Segment Start: Exercise materials
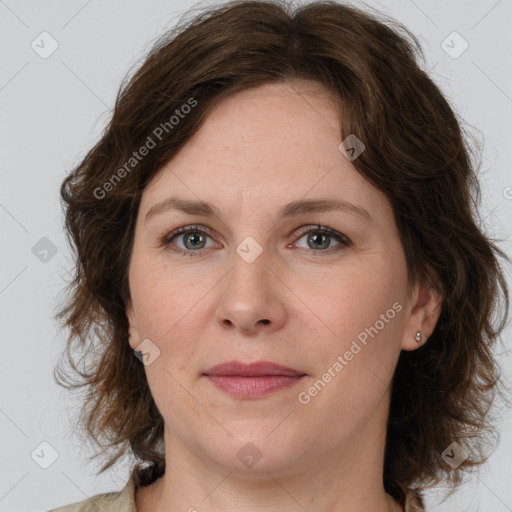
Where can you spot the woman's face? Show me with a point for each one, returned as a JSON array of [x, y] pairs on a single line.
[[251, 284]]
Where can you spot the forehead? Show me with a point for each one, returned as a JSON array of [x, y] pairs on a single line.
[[269, 145]]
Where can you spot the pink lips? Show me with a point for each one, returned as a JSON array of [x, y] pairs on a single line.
[[252, 380]]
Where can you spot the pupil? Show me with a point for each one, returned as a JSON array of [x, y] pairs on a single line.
[[318, 235], [194, 235]]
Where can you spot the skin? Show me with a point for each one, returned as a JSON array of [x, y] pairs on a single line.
[[300, 304]]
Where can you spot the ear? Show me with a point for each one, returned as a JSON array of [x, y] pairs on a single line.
[[134, 338], [425, 312]]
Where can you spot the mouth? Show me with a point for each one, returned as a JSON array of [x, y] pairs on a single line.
[[253, 380]]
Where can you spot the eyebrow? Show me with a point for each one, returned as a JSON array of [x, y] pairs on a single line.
[[293, 209]]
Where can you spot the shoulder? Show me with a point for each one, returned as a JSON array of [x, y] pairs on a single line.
[[119, 501]]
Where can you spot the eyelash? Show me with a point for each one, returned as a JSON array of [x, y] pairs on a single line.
[[166, 240]]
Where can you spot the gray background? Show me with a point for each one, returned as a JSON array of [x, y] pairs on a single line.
[[53, 110]]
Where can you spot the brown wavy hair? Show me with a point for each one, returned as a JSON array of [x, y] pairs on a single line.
[[417, 153]]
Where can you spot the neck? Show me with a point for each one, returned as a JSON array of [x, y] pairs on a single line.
[[347, 478]]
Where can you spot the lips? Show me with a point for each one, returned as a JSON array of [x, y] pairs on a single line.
[[257, 369]]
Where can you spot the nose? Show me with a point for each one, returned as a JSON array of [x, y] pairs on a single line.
[[252, 297]]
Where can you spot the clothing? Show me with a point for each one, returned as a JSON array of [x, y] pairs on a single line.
[[124, 500]]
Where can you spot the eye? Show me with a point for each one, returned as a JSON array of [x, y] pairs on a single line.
[[192, 237], [321, 237]]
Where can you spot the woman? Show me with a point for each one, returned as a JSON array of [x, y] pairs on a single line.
[[278, 223]]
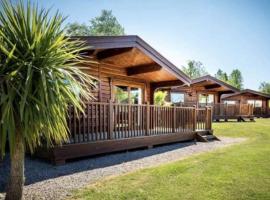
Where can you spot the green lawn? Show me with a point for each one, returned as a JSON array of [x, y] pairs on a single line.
[[241, 171]]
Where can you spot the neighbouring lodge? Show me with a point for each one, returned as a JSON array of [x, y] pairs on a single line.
[[259, 101], [123, 115]]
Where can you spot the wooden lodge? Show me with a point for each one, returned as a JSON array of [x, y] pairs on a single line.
[[259, 101], [209, 91], [123, 116]]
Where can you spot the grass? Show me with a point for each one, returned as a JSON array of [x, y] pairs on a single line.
[[241, 171]]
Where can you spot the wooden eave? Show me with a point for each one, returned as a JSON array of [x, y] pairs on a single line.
[[245, 92], [161, 72], [212, 83]]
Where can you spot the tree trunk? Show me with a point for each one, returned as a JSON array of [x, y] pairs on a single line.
[[16, 181]]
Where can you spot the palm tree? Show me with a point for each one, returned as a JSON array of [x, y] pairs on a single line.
[[41, 74]]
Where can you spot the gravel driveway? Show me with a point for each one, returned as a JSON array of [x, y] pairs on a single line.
[[45, 181]]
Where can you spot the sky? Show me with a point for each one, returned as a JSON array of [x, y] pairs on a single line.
[[225, 34]]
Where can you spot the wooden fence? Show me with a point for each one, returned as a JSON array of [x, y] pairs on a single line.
[[111, 121]]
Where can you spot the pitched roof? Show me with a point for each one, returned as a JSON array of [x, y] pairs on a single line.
[[248, 91], [215, 80], [107, 42]]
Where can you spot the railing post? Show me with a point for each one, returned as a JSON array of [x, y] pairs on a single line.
[[147, 118], [194, 118], [210, 119], [240, 108], [206, 117], [174, 119], [110, 120]]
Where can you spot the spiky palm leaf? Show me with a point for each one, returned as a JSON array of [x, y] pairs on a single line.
[[40, 76]]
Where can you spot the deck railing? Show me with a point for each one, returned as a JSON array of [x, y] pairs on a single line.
[[107, 121]]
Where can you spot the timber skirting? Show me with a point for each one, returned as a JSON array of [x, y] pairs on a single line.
[[59, 154]]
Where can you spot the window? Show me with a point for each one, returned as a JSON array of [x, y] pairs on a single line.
[[135, 95], [230, 102], [127, 94], [206, 98], [121, 94], [255, 103], [177, 97]]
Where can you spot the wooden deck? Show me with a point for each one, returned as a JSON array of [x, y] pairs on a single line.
[[110, 127]]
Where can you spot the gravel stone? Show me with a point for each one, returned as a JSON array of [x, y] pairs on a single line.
[[45, 181]]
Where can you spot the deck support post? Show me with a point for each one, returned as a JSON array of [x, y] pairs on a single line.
[[207, 118], [174, 119], [147, 118], [194, 118], [110, 120]]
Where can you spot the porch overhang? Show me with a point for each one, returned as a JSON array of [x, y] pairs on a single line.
[[135, 56]]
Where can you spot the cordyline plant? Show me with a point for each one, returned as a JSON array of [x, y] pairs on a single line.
[[40, 76]]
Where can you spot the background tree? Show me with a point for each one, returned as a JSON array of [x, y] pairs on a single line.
[[221, 75], [160, 98], [76, 29], [104, 25], [194, 69], [236, 79], [39, 69], [265, 87]]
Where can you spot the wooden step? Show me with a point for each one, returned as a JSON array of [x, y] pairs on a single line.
[[206, 138]]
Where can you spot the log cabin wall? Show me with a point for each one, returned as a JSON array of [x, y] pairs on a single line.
[[192, 94], [108, 76]]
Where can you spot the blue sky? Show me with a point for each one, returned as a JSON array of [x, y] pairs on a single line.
[[224, 34]]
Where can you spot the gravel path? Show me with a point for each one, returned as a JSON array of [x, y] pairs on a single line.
[[44, 181]]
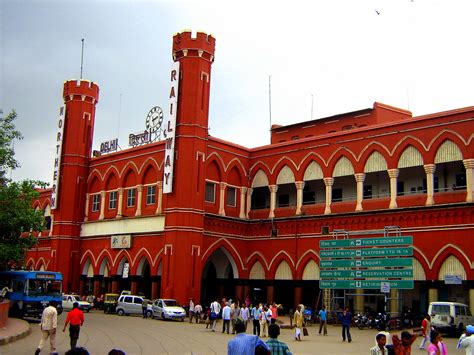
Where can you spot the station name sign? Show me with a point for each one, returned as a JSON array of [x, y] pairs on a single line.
[[169, 132], [109, 146], [57, 159]]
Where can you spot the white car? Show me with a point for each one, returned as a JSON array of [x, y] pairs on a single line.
[[68, 302], [168, 309]]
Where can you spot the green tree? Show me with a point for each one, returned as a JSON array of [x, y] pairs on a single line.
[[18, 220]]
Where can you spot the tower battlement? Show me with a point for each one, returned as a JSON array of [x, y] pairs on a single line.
[[84, 88], [188, 44]]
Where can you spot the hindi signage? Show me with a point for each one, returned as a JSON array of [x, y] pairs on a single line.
[[57, 159], [367, 284], [169, 132]]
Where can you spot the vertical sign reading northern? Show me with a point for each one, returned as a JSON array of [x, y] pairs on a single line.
[[169, 132], [57, 159]]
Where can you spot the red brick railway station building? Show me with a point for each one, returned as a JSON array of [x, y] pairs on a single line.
[[247, 222]]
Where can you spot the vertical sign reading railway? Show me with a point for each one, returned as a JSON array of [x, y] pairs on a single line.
[[169, 132], [367, 263]]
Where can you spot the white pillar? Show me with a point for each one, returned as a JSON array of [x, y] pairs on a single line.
[[328, 182], [469, 165], [273, 190], [138, 212], [360, 190], [243, 192], [299, 196], [249, 202], [86, 212], [102, 205], [393, 174], [120, 203], [222, 186], [429, 170], [159, 208]]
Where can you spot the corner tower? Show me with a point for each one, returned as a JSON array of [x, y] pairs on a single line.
[[184, 223], [70, 177]]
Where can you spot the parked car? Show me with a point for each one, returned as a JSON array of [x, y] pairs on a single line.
[[68, 302], [450, 317], [110, 302], [168, 309], [130, 304]]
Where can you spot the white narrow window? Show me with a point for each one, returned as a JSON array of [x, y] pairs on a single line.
[[231, 196], [210, 192], [131, 197], [150, 194], [112, 200], [95, 202]]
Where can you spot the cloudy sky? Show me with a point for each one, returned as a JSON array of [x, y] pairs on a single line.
[[335, 56]]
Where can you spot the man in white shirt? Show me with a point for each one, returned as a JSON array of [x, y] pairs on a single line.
[[466, 341], [49, 323]]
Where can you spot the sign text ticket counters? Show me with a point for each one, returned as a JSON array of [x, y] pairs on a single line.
[[368, 252], [368, 284], [398, 262], [366, 242]]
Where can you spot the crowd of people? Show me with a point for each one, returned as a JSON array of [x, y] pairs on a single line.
[[236, 318]]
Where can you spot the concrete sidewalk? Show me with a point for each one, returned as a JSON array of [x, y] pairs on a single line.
[[15, 329]]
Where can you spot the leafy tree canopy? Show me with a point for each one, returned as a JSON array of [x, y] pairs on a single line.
[[18, 220]]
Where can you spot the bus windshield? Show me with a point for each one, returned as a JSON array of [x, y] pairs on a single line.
[[39, 287]]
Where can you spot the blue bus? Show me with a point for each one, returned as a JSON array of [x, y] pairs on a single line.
[[30, 291]]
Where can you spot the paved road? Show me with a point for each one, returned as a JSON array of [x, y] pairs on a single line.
[[136, 336]]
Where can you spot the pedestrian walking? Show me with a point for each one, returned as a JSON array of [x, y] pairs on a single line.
[[255, 314], [145, 308], [345, 318], [466, 341], [380, 348], [298, 322], [425, 331], [75, 319], [437, 346], [49, 323], [323, 320], [191, 310], [276, 347], [245, 344], [245, 315], [403, 346], [215, 310], [197, 312]]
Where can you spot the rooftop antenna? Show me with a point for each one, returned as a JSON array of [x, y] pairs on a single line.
[[270, 103], [82, 55]]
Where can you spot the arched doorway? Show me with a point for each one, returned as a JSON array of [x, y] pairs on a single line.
[[144, 278], [219, 276]]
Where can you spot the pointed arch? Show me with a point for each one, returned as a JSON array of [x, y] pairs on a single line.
[[448, 151], [451, 266], [285, 176], [257, 272], [375, 162], [313, 172], [410, 157], [283, 271], [343, 167], [260, 179], [311, 271]]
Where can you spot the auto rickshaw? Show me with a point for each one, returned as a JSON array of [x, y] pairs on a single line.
[[110, 302]]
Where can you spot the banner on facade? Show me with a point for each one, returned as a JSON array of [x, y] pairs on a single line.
[[57, 159], [169, 132], [121, 241]]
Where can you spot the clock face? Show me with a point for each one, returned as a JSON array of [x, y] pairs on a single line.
[[154, 118]]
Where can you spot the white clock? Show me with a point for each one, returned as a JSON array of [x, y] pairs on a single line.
[[154, 119]]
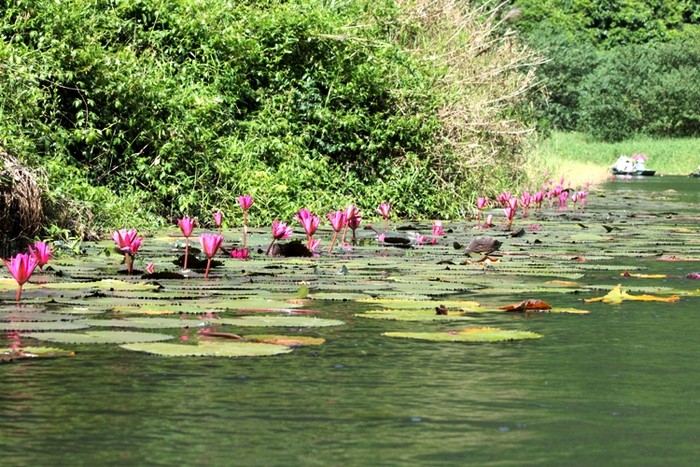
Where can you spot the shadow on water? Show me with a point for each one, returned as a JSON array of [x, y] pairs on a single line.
[[614, 387]]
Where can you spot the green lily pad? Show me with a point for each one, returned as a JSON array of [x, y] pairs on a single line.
[[32, 326], [99, 337], [280, 321], [290, 341], [146, 323], [467, 335], [404, 304], [413, 315], [220, 348]]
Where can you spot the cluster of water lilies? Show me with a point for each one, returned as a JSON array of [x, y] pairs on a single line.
[[128, 241]]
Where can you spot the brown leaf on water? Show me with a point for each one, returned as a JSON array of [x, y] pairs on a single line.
[[527, 305]]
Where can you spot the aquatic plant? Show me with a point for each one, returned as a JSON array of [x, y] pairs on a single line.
[[210, 245], [245, 201], [21, 266], [186, 225]]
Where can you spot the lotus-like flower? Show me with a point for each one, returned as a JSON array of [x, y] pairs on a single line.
[[337, 220], [218, 218], [186, 225], [384, 210], [128, 242], [243, 253], [246, 201], [21, 266], [280, 231], [210, 245], [42, 252]]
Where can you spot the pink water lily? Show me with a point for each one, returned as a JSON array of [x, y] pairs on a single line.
[[218, 218], [245, 201], [129, 243], [384, 210], [186, 225], [21, 266], [280, 231], [42, 252], [210, 245], [337, 220]]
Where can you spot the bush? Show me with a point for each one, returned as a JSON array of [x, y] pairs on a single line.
[[162, 108]]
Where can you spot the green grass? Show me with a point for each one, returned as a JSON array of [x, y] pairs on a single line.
[[580, 159]]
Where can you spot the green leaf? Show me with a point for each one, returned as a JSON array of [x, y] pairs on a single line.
[[221, 348]]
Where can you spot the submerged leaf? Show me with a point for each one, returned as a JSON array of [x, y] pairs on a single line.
[[485, 334]]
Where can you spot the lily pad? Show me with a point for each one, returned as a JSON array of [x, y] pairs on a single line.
[[32, 326], [221, 348], [146, 323], [413, 315], [467, 335], [281, 321], [99, 337]]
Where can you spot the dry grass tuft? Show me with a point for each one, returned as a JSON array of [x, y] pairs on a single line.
[[21, 212]]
Segment End: Exercise materials
**Problem to solve**
Copy nothing except the lines from the one holding "Where can you spot the bush?" through the last line of the data above, and return them exactly.

**Exercise result**
Where can you spot the bush? Show me with a point for each one, returned as a JSON array of [x, y] pairs on a single line.
[[162, 108]]
Where can you spot the green grass? Show me with a point for each one, returned as a JSON array of [x, y] pairs on a single line.
[[580, 159]]
Where can you spot the green leaf? Show me with a point for each one, returned as a JSON array of [x, y] pairs on a single line.
[[221, 348]]
Where can you spot the submerged leaf? Show me with a point for each one, returned as a JSON array of [x, y] pairs on a single line.
[[485, 334]]
Where can you spot the lily pad? Show me with a point for each one, returned as a JSON array of [x, y] pairs on a single line.
[[32, 326], [221, 348], [146, 323], [413, 315], [467, 335], [281, 321], [99, 337]]
Where can you spot the dry grass tuft? Show me with a point for each one, returned as a JSON array of [x, y] pairs on a single line.
[[21, 212]]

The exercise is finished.